(Exercise inputs)
<<<<

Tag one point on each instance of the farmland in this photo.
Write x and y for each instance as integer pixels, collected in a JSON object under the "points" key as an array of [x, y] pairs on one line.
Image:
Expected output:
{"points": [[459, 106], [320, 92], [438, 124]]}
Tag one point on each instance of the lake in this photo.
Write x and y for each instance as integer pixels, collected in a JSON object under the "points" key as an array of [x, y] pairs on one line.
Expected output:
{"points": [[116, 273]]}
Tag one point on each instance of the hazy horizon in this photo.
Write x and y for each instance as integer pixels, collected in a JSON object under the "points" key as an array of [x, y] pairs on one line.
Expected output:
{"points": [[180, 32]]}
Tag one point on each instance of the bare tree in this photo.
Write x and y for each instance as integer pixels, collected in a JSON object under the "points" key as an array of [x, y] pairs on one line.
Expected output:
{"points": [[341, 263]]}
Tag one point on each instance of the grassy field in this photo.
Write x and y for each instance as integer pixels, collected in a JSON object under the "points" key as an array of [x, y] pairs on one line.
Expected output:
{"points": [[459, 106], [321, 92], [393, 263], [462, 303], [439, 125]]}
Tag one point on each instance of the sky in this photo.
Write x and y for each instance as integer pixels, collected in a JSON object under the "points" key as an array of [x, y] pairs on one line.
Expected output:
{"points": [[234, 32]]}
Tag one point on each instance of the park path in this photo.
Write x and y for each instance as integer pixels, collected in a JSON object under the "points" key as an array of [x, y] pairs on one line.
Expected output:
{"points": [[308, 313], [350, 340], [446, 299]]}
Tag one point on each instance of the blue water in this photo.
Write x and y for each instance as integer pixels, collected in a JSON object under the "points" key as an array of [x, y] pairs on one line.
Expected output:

>>>>

(Exercise description) Return the material exactly as it was provided.

(Answer section)
Tag one point on each instance of the farmland in this photo.
Write x and y for each instance as integer pixels, collected in a JSON object under the "points" key as an array of [x, y] pairs on one line.
Image:
Expected output:
{"points": [[459, 106], [320, 92], [438, 124]]}
Tag one point on each instance of the lake in this photo.
Write x and y for each instance as integer pixels, collected in a JSON object under the "points" key as an array of [x, y] pairs on one line.
Expected output:
{"points": [[116, 273]]}
Tag one point on each instance of the hazy horizon in this photo.
Write x and y for each instance as integer pixels, collected in a JSON object under the "points" key as an array of [x, y] pairs on one line.
Expected output:
{"points": [[180, 32]]}
Tag one point on each instance of the bare tree in this photo.
Write x and y for each instance as integer pixels, collected in a JSON object under the "points" key as an array of [x, y] pairs on one line.
Expected output:
{"points": [[341, 263]]}
Tag one point on each instance of the grassy field in this photo.
Write x and y for each instance as integer pixels, collected in a JSON object under the "points" key as an array of [x, y] pairs on one line.
Expected output:
{"points": [[459, 106], [321, 92], [393, 263], [462, 303], [439, 125]]}
Tag one point on each instance of the sky in this photo.
Write x and y for each instance as integer pixels, collected in a JSON object under the "points" key as an array of [x, y] pairs on one line.
Expected output:
{"points": [[234, 32]]}
Tag one point on each instance of the park path in this photo.
Write x and y for each instance as integer pixels, collected in a JSON object under the "points" key as an array of [x, y] pairs on one line.
Expected output:
{"points": [[308, 313], [350, 340], [446, 299]]}
Tag one point on each instance of the blue water in this photo.
Write x and y for each instance as integer pixels, collected in a JSON object under the "points" key as an array of [x, y] pairs on one line.
Expected output:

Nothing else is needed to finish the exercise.